WRITTEN EXERCISE A:
Retype the stretch of the records from the line that contains "Target: stone dome" through the line that contains "625 152 L 616", keeping every character as it appears.
++++ READING TEXT
Saturday, February 23, 2008

23rd June 2007: "One Of Us, One Of Us" triple!

Freaks

USA 1932 b&w

aka Forbidden Love, Nature's Mistakes, The Monster Show

Director Tod Browning Writer Clarence Aaron 'Tod' Robbins

Cast Wallace Ford (Phroso), Leila Hyams (Venus), Olga Baclanova (Cleopatra), Roscoe Ates (Roscoe)

Tod Browning, flushed with success from his 1931 horror smash Dracula, returned in 1932 with a film that was not a horror film but was certainly horrifying. Freaks is a story of love and revenge set in a circus and populated with real so-called freaks. Amongst the cast are dwarves, a half-man-half-woman, Siamese Twins the Hilton Sisters (more on them later), a trio of “pinheads” whose grotesque innocence inspired a Ramones song, and Radian the Human Torso - like a blood sausage with teeth - who call roll a cigarette with his lips.

Central to the story of Freaks is a husband-and-wife pair of German midgets, Hans and Freida. Hans spies the voluptuous trapeze artisy named Cleo and announces in front of his wife, “She’s the most beautiful BIG woman I’ve ever seen!” Hans is, let’s say, a little insecure about his size, and, beating his tiny chest and sounding like the old blues song “I’m a Man” played at 45 instead of 33, declares his undying love for Cleo. She plays with his affections, but it seems she is only after his inheritance and she continues an open affair with the strongman. His wife pleads with him to return to her, to no avail; at the fateful wedding banquet all is revealed when a drunken Cleo starts screaming “You’re all FREAKS!”

By this moment you’re already inhabiting their claustrophobic, hermetically sealed universe ruled by a strict code about dealing with intruders. The phrase “one of us” is repeated often enough as a creepy mantra that signals the film’s barbaric ending; the sight of the Human Torso crawling underneath a caravan with a knife between his teeth is the stuff of nightmares. If there’s a message, it’s this: circus freaks are people too, and due to their extreme condition they experience jealousy, infidelity, betrayal, humiliation and retribution in their most extreme manifestations. Either that or circus folk are inherently evil - particularly those no bigger than a postage stamp.
++++++++
++++ GIVEN RECORDS
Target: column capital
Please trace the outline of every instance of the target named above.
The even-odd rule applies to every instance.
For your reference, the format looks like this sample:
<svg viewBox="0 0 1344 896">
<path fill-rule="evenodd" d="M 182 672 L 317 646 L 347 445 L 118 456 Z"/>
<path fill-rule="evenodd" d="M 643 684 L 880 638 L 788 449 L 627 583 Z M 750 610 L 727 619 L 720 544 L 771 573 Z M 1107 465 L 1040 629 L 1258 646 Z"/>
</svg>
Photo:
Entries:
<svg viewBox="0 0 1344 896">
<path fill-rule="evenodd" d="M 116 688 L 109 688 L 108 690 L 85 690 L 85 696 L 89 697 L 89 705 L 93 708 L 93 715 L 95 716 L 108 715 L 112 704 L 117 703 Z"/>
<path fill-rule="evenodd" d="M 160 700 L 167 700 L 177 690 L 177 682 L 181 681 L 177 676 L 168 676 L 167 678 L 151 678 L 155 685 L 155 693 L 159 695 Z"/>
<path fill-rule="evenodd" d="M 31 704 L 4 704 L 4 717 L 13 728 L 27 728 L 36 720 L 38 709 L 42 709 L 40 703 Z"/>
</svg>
++++++++
++++ GIVEN RECORDS
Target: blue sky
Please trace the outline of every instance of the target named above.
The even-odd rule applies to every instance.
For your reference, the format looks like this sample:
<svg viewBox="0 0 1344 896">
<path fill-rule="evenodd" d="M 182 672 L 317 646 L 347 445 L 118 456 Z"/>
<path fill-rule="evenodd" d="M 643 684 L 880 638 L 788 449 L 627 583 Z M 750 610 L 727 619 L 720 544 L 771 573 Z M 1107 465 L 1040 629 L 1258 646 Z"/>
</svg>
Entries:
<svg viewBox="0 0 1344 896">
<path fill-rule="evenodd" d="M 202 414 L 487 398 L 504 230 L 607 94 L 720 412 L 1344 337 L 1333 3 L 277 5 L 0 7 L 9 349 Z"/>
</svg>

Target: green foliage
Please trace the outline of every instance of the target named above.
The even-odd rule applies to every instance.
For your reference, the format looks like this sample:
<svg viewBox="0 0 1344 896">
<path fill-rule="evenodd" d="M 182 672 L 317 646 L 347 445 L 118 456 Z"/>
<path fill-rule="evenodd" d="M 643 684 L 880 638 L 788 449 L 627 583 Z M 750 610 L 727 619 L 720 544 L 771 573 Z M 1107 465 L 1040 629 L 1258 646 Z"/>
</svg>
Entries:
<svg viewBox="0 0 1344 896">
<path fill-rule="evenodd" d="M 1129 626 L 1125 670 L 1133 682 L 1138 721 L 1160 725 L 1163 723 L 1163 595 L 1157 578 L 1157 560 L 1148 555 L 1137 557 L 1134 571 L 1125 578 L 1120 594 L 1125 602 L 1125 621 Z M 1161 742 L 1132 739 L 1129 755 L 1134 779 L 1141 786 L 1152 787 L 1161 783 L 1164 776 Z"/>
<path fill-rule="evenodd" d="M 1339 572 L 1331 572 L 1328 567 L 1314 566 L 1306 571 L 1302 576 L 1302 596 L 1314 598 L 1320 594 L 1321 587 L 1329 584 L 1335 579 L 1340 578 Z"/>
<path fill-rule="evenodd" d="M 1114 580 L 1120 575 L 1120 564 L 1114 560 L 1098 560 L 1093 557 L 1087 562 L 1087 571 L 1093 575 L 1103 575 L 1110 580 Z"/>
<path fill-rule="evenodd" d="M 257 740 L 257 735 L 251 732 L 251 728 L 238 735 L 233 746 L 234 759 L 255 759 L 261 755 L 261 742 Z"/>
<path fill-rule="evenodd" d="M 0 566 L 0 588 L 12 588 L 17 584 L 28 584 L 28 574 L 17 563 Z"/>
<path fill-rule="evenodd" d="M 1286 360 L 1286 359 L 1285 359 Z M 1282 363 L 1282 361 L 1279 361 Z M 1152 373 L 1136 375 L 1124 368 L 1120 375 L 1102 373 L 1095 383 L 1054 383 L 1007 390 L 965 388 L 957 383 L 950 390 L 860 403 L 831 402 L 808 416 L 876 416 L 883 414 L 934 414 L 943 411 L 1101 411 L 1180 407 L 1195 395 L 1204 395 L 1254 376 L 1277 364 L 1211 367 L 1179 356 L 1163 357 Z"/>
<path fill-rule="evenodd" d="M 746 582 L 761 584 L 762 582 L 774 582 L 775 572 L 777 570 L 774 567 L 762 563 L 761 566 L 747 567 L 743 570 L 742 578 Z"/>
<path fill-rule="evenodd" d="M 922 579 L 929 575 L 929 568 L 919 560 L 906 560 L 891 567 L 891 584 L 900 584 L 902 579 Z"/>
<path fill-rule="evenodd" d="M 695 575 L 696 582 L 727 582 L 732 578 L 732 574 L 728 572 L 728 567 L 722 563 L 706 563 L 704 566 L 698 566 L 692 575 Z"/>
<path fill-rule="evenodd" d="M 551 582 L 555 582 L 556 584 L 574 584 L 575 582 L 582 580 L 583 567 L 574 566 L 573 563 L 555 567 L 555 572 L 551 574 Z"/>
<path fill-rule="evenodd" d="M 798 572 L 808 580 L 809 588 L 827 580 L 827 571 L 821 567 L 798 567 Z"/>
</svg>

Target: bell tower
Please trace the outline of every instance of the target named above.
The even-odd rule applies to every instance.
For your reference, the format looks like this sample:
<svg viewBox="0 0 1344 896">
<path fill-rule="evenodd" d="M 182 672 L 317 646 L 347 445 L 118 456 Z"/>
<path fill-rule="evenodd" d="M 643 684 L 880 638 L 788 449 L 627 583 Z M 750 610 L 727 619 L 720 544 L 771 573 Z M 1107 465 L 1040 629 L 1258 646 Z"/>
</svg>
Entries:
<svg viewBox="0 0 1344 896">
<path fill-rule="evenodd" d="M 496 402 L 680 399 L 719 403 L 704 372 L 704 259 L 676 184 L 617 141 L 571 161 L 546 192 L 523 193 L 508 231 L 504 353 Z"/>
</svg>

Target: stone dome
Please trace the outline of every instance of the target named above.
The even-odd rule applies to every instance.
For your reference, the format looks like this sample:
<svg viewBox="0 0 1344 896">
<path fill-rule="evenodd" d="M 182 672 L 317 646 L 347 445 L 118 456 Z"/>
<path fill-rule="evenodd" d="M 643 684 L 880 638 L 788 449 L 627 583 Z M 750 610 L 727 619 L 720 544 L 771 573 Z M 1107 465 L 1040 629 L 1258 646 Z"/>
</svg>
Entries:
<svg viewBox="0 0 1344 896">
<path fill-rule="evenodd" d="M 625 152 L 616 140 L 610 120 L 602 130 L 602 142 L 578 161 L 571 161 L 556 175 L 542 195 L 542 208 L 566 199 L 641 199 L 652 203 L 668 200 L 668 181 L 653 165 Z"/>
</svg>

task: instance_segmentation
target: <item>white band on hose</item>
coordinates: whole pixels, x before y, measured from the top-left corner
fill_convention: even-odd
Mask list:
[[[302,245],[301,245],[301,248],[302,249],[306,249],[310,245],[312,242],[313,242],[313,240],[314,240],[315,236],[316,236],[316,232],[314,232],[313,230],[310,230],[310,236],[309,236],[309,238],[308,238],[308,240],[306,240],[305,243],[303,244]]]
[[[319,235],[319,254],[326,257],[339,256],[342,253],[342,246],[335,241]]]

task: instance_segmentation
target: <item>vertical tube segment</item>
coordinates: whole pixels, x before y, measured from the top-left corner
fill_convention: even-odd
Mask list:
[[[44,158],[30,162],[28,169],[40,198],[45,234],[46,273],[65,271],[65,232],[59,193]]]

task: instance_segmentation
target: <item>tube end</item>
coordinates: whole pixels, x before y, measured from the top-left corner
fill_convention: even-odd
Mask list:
++++++++
WRITTEN EXERCISE B:
Decide whether each statement agrees with the review of Freaks. Answer yes or no for each, and quote the words from the review that decide it. (i) Tod Browning made Freaks after the success of his 1931 film Dracula. (ii) Hans and Freida are brother and sister. (iii) Cleo carries on an open affair with the strongman.

TASK RESULT A:
Target: stone dome
Please trace the outline of every instance of the target named above.
The even-odd rule applies to every instance.
For your reference, the format looks like this sample:
<svg viewBox="0 0 1344 896">
<path fill-rule="evenodd" d="M 182 672 L 317 646 L 347 445 L 118 456 Z"/>
<path fill-rule="evenodd" d="M 643 684 L 880 638 L 788 449 L 627 583 Z M 750 610 L 727 619 L 720 544 L 771 573 Z M 1107 465 L 1040 629 L 1258 646 Z"/>
</svg>
Entries:
<svg viewBox="0 0 1344 896">
<path fill-rule="evenodd" d="M 625 152 L 616 140 L 610 120 L 602 130 L 602 142 L 578 161 L 571 161 L 556 175 L 542 195 L 542 208 L 566 199 L 641 199 L 652 203 L 668 200 L 668 181 L 653 165 Z"/>

TASK RESULT B:
(i) Yes: "Tod Browning, flushed with success from his 1931 horror smash Dracula, returned in 1932"
(ii) No: "a husband-and-wife pair of German midgets, Hans and Freida"
(iii) Yes: "she continues an open affair with the strongman"